:: Selected passage ::
The Dr Siri Books of Colin Cotterill

An Unlikely Detective? The Laotian National Coroner Solves the Case

Colin Cotterill has produced an unlikely hero in Dr Siri , the National Coroner for newly socialist 1976 Laos, giving readers a new series of detective stories to savour.

Stories about the only coroner in Laos in the early days of the communist takeover on the 1970s don’t sound as though they hold out much hope for light-hearted humour, yet Colin Cotterill manages to find it in this series published by Quercus, a publishing house based in London’s Bloomsbury Square, the heart of the literary establishment. Cotterill takes the unpromising raw material and turns it into a series of detective stories to rival, or often surpass, Alexander McCall Smith’s African detective stories.

Dr Siri Paiboun - Laotian National Coroner

Colin Cotterill’s unlikely hero is Dr Siri Paiboun, a septuagenarian of no exact age whose early childhood was spent with a wicked aunt before he was rescued from Laos in 1921 and sent to Paris by rich sponsor to study medicine. Paris at that time was, of course, a hot-bed of revolutionary through and Siri joined the Communist Party, as he puts it, ‘for a lark’ before returning to Laos just before the outbreak of World War 2.

Following a long period repairing broken soldiers in the jungle warfare during the various South-East Asian wars between 1940 and 1975, Siri is appointed National Coroner to the People’s Democratic Republic of Laos, indeed he is the country’s only coroner. Assisted only by his trusty Nurse, Dtui, his equally trusty Mortuary Attendant, Geung, and a strong dose of good-humoured spirit assistance (not the sort of spirit to come out of a bottle), Dr Paiboun addresses a series of mysteries which would have tested Sherlock Holmes.

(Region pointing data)
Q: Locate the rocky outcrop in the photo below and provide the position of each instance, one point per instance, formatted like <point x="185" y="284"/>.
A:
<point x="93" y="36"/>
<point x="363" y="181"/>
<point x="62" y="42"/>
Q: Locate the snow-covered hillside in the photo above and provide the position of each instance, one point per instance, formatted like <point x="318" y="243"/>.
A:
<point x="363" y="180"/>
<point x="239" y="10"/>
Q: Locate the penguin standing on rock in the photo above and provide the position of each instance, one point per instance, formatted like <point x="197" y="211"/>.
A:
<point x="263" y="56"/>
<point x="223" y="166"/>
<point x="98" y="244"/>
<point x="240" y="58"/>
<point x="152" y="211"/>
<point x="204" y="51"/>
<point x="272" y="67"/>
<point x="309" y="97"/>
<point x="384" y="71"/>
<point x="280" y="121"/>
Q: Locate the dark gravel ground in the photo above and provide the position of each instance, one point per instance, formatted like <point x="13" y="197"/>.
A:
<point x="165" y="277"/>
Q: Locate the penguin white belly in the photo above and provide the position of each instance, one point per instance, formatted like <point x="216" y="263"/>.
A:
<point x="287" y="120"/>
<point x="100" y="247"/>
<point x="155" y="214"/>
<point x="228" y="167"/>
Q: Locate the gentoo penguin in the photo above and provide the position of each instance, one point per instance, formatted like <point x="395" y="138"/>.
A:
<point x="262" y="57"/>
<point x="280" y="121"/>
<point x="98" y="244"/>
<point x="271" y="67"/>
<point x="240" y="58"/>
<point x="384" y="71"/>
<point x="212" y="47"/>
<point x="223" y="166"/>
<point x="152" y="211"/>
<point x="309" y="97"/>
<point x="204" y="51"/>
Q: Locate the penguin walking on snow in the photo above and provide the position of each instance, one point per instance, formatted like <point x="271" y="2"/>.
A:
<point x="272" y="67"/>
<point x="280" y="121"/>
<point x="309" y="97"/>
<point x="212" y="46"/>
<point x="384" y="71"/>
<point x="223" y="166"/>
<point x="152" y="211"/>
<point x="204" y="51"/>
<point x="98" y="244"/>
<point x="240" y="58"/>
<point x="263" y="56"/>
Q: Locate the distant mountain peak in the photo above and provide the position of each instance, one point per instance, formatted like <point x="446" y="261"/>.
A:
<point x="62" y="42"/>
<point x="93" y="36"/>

:: Exercise prompt ::
Copy the stretch of the article on Colin Cotterill's Dr Siri books from "An Unlikely Detective?" through "stories to savour.".

:: Expected answer ::
An Unlikely Detective? The Laotian National Coroner Solves the Case

Colin Cotterill has produced an unlikely hero in Dr Siri , the National Coroner for newly socialist 1976 Laos, giving readers a new series of detective stories to savour.